Records to process
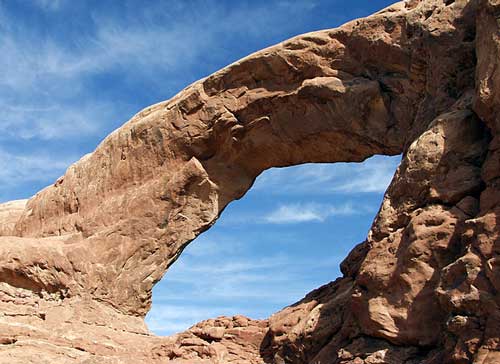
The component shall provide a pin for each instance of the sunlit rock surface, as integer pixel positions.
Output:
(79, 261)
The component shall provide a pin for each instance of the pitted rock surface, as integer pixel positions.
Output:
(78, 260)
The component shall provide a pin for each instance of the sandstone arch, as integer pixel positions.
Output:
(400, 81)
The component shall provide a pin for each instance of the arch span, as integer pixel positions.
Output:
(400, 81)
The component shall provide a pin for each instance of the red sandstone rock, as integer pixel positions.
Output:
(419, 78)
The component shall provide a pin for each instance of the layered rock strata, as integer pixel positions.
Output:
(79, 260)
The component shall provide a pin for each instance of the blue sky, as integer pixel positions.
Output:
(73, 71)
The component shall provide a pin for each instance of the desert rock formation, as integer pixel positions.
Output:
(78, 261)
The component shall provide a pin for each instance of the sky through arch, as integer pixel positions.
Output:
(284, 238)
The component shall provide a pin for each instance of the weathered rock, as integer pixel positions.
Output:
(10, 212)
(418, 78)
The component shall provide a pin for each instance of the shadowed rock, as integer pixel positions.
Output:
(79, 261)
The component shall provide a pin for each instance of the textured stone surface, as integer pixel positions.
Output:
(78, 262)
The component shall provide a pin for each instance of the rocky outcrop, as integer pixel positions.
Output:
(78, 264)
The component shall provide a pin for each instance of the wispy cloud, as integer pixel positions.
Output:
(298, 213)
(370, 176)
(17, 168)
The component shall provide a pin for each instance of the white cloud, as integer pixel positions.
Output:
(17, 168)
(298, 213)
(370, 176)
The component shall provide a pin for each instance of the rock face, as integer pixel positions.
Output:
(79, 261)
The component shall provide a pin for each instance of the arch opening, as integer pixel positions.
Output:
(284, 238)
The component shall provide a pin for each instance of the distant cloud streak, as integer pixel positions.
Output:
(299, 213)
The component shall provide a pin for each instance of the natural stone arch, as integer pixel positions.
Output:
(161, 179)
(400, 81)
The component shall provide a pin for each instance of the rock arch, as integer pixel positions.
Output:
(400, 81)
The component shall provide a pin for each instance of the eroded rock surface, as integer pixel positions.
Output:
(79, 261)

* * *

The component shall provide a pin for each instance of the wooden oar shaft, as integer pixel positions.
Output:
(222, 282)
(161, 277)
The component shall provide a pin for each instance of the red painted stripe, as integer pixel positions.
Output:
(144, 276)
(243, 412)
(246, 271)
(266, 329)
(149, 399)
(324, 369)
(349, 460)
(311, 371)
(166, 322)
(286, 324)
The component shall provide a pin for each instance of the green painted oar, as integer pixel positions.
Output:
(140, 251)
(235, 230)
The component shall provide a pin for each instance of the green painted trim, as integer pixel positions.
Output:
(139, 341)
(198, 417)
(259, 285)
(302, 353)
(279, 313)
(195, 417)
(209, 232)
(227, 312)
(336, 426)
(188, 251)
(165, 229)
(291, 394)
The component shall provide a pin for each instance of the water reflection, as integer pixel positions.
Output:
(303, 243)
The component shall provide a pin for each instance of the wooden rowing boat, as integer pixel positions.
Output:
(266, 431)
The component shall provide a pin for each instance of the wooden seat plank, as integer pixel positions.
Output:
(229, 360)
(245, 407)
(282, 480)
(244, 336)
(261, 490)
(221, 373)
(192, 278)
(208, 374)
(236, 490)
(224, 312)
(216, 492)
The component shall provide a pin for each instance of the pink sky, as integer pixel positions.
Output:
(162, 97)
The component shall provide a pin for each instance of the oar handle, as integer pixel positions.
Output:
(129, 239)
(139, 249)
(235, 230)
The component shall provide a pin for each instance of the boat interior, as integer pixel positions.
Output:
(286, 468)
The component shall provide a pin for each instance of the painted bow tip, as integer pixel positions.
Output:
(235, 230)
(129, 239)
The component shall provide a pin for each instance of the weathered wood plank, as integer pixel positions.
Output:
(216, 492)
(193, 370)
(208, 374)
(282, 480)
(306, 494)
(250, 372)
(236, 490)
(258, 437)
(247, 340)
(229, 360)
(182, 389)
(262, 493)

==

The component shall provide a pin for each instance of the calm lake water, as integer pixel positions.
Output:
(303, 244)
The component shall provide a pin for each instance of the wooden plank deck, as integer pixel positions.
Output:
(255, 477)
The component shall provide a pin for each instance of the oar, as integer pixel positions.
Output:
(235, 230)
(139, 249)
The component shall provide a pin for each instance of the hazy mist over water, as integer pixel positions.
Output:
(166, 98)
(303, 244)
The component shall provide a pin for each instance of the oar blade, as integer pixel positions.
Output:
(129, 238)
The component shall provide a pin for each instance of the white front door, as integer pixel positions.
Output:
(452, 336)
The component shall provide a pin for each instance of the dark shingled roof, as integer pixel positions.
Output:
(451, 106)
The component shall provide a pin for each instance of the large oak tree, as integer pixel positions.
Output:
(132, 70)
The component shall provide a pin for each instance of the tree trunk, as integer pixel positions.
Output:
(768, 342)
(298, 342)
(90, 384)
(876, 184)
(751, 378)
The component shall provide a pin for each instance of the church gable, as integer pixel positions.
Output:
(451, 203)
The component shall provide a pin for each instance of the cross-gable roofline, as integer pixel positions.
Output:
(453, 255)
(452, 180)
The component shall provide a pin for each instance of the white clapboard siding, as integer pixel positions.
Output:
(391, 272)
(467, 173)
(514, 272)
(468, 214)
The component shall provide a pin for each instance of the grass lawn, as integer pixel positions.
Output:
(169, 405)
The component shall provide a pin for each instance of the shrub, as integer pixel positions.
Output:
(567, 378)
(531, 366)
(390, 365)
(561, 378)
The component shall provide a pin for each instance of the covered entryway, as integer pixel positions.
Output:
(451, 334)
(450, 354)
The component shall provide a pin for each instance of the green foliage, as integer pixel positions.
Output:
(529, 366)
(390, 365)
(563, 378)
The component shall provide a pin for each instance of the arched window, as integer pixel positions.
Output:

To do
Using the listing above, locate the lines that hold "gable" and copy each one.

Result of this exercise
The component shall provide a pin for each instance of the church gable, as integer pixel positions.
The component shall provide a pin for each instance of the cross-gable roofline, as integer pixel positions.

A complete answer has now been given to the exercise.